*Objective*:
In the MUJI history below, turn the paragraph that opens "In 1983, the first Mujirushi Ryōhin shop" into a short bulleted list that keeps its main facts.

*Selection*:
------------------------------
Industry insiders believed that the MUJI era had ended along with the 20th century. As the new millennium began, the Japanese household and consumer goods retailer was experiencing a period of marked financial strain. Mujirushi Ryōhin (無印良品), which translates to no-brand quality goods, later shortened simply to MUJI, started as an in-house product line for the supermarket Seiyu in the late 1970s. While other supermarkets focused their own brands solely on affordability, Seiyu sought differentiation by launching Mujirushi Ryōhin to offer high-quality products at reasonable prices under the slogan cheap for a reason. To reduce costs, Mujirushi Ryōhin used minimal packaging, consisting of clear cellophane and plain brown paper labels, and employed various waste-reduction strategies. Ikko Tanaka, the influential graphic designer brought in as art director, introduced the design concept of the beauty of simplicity. This philosophy led to the unadorned style that MUJI is now known for, marking the start of its transformation from a brandless product line into a veritable super brand.
In 1983, the first Mujirushi Ryōhin shop was established in Aoyama, Tokyo. By 1989, Ryohin Keikaku Co., Ltd was incorporated, taking ownership of the brand and separating it from Seiyu. The 1990s proved to be a decade of success—the collapse of the Japanese asset price bubble meant that cheap for a reason resonated with the public who now had cause to shop rationally after the excesses of the 1980s. However, competitors with similar business models, such as Uniqlo, the fashion retailer; Nitori, the homeware retailer; and Daiso, the largest ¥100 shop, steadily eroded MUJI's market share. Management complacency allowed the situation to worsen, resulting in a sudden downturn; from profitability in 2000, the company experienced a deficit of 3.8 billion yen in 2001, and its stock price on the Tokyo Stock Exchange plummeted to one-seventh of its former value.
------------------------------
*Excerpted records*:
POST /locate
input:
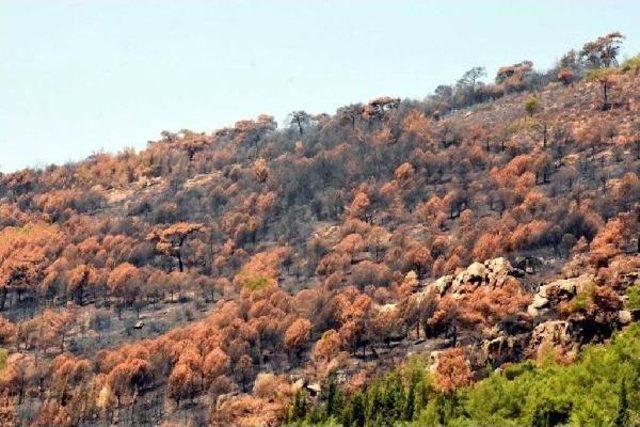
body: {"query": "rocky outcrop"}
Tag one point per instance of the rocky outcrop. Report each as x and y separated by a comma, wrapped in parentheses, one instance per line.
(552, 293)
(493, 272)
(554, 333)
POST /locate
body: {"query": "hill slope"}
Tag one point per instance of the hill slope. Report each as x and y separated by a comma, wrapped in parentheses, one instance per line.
(209, 277)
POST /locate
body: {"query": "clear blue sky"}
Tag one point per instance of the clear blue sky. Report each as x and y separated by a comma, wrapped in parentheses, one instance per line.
(80, 76)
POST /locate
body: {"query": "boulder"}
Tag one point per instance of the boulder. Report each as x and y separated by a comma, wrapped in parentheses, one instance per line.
(625, 317)
(552, 332)
(537, 305)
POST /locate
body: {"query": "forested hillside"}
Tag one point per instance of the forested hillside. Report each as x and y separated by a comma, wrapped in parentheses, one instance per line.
(263, 274)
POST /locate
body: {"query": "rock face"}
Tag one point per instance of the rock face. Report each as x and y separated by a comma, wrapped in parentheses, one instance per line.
(551, 333)
(493, 272)
(554, 292)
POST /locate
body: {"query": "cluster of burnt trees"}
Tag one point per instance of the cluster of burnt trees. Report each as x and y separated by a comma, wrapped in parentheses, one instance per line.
(347, 206)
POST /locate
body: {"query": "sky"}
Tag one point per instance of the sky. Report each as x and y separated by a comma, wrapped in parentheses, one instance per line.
(78, 77)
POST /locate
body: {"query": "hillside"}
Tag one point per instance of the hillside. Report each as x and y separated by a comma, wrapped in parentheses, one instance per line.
(233, 277)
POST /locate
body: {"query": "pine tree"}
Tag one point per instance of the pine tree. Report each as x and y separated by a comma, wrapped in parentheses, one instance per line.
(409, 406)
(622, 417)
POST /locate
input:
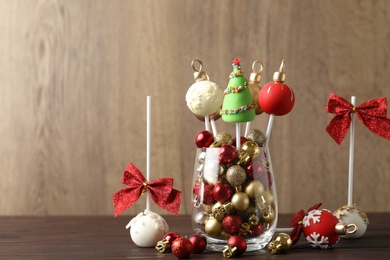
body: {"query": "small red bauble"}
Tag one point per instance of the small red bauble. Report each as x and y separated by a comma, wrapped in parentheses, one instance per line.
(204, 139)
(238, 245)
(232, 223)
(208, 196)
(181, 247)
(222, 192)
(199, 243)
(243, 139)
(227, 153)
(170, 237)
(319, 228)
(276, 98)
(256, 230)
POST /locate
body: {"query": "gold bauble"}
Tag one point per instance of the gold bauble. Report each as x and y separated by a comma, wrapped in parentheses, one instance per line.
(268, 197)
(251, 148)
(254, 189)
(280, 243)
(240, 201)
(236, 175)
(269, 214)
(213, 227)
(257, 136)
(221, 139)
(253, 84)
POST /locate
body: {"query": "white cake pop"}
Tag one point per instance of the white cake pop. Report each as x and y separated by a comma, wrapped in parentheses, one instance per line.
(204, 98)
(351, 214)
(147, 228)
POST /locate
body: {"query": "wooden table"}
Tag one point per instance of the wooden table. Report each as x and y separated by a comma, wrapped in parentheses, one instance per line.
(105, 237)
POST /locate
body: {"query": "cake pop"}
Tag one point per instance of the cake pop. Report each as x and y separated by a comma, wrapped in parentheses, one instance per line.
(204, 97)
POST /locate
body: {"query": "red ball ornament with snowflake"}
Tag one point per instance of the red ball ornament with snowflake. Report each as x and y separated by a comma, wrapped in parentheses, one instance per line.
(319, 228)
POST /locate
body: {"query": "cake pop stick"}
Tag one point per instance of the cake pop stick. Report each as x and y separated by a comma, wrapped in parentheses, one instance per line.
(147, 228)
(253, 84)
(148, 121)
(238, 136)
(276, 98)
(204, 97)
(269, 129)
(372, 114)
(351, 153)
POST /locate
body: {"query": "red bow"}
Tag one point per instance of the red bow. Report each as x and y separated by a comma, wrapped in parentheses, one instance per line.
(160, 191)
(296, 223)
(371, 113)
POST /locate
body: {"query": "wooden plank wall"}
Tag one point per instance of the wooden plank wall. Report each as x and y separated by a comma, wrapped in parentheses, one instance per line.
(74, 76)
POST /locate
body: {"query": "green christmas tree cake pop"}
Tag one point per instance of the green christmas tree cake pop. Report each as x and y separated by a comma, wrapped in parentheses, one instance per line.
(238, 104)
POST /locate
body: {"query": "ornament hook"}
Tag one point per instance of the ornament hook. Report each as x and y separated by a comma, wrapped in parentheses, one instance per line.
(199, 75)
(279, 76)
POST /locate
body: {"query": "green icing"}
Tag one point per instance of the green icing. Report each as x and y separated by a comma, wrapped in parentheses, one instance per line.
(237, 104)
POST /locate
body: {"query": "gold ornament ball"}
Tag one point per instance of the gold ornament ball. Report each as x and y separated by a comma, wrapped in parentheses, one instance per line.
(221, 139)
(240, 201)
(257, 136)
(254, 189)
(251, 148)
(269, 214)
(213, 227)
(236, 175)
(280, 243)
(268, 197)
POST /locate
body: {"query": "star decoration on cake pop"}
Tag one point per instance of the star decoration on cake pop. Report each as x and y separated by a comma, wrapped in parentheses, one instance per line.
(297, 224)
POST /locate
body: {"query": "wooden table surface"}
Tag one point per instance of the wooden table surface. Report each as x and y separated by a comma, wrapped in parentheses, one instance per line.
(105, 237)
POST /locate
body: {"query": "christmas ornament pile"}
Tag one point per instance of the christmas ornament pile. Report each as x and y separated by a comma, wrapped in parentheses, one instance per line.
(234, 198)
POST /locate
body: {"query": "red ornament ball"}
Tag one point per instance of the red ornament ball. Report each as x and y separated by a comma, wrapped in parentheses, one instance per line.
(222, 192)
(199, 243)
(243, 139)
(276, 98)
(170, 237)
(181, 247)
(204, 139)
(238, 245)
(227, 153)
(232, 223)
(319, 228)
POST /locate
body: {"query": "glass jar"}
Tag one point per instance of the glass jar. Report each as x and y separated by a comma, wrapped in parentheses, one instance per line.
(234, 194)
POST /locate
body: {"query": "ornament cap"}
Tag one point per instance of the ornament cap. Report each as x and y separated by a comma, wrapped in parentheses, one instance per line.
(255, 76)
(280, 76)
(344, 229)
(199, 74)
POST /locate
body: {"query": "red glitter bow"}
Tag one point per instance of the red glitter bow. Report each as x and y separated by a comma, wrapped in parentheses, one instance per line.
(160, 191)
(371, 113)
(296, 223)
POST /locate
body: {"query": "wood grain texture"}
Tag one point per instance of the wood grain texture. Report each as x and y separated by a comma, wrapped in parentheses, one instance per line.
(74, 76)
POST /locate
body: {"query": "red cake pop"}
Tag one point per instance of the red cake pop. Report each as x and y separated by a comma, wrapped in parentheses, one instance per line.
(276, 97)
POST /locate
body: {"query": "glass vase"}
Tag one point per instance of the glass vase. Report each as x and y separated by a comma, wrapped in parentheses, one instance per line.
(234, 193)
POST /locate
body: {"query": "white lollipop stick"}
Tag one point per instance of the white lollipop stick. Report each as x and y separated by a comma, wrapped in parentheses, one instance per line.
(148, 108)
(238, 136)
(269, 129)
(213, 127)
(351, 152)
(247, 128)
(207, 123)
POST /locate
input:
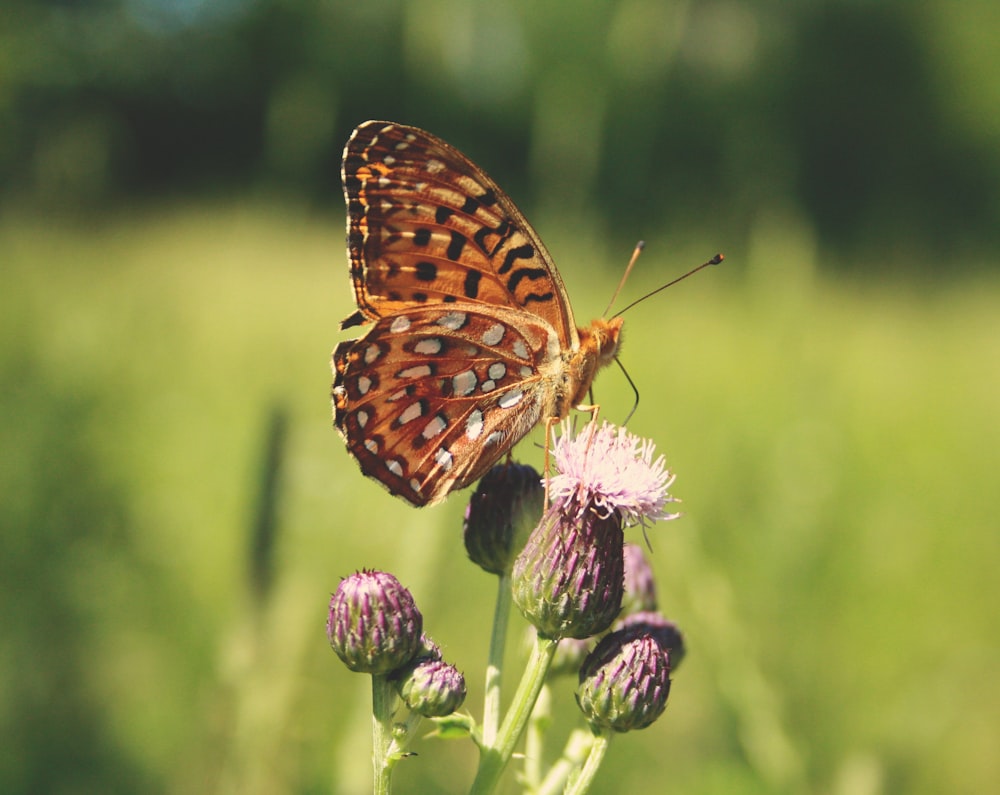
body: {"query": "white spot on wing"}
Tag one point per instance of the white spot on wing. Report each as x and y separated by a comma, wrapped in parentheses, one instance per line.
(417, 371)
(453, 320)
(493, 334)
(464, 383)
(474, 425)
(434, 427)
(410, 413)
(444, 459)
(428, 346)
(510, 399)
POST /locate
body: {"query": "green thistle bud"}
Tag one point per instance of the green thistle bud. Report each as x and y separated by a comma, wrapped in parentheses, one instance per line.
(567, 581)
(373, 624)
(663, 631)
(504, 507)
(640, 587)
(624, 683)
(431, 688)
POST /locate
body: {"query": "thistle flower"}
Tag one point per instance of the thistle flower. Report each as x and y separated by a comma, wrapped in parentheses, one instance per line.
(373, 623)
(640, 587)
(504, 507)
(610, 470)
(624, 682)
(429, 687)
(568, 579)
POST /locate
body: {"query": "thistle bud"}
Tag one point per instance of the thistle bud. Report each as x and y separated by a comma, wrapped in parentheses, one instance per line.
(504, 507)
(664, 631)
(640, 587)
(624, 683)
(567, 581)
(432, 688)
(373, 623)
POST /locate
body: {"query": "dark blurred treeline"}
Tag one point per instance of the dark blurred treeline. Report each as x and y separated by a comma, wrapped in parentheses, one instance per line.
(877, 122)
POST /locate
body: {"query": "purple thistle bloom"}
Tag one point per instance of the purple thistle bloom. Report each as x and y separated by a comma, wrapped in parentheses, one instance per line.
(608, 469)
(373, 624)
(640, 587)
(569, 578)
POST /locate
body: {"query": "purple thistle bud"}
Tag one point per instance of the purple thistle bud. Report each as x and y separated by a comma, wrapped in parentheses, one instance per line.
(640, 587)
(624, 683)
(502, 510)
(432, 688)
(662, 630)
(374, 624)
(567, 581)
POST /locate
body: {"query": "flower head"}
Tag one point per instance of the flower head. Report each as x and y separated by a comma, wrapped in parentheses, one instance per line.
(431, 687)
(624, 682)
(640, 587)
(373, 623)
(568, 579)
(504, 507)
(664, 631)
(612, 470)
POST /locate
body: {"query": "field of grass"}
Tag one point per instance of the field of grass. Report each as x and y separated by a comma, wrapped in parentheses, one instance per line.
(835, 572)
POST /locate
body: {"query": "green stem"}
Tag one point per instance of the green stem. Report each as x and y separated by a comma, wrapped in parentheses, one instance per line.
(580, 783)
(383, 698)
(494, 665)
(575, 753)
(534, 739)
(493, 759)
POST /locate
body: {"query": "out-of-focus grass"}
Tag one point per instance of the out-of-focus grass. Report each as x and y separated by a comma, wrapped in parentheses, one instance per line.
(836, 447)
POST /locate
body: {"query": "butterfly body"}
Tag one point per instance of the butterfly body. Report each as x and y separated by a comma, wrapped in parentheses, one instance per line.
(473, 341)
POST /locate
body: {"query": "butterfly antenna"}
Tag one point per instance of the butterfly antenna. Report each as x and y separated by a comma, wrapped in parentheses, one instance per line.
(635, 390)
(714, 261)
(631, 264)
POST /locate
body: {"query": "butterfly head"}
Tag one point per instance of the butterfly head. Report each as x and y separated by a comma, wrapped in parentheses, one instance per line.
(598, 348)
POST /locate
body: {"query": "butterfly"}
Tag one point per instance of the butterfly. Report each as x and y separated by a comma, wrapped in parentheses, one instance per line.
(473, 341)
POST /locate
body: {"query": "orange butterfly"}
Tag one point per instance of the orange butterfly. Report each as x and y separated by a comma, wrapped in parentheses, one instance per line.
(473, 342)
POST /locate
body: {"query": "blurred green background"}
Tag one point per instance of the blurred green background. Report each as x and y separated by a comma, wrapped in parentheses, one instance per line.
(176, 506)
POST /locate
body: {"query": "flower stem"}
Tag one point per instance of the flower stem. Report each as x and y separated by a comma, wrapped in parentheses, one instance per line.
(383, 697)
(580, 783)
(575, 753)
(494, 758)
(494, 665)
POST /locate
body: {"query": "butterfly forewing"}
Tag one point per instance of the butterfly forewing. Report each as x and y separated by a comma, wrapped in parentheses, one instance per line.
(425, 225)
(473, 340)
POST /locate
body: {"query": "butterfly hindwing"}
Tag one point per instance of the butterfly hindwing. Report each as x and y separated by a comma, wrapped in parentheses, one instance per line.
(429, 400)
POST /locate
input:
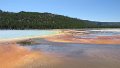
------------------------------
*Answer to the problem*:
- 1983: The first Mujirushi Ryōhin shop opened in Aoyama, Tokyo.
- 1989: Ryohin Keikaku Co., Ltd was incorporated, took ownership of the brand and separated it from Seiyu.
- 1990s: A successful decade. After the Japanese asset price bubble collapsed, "cheap for a reason" appealed to shoppers who now had cause to buy rationally.
- Competition: Rivals with similar business models steadily took market share. These included Uniqlo in fashion, Nitori in homeware and Daiso, the largest ¥100 shop.
- Downturn: Management complacency made things worse. The company went from profit in 2000 to a 3.8 billion yen deficit in 2001, and its Tokyo Stock Exchange share price fell to one-seventh of its former value.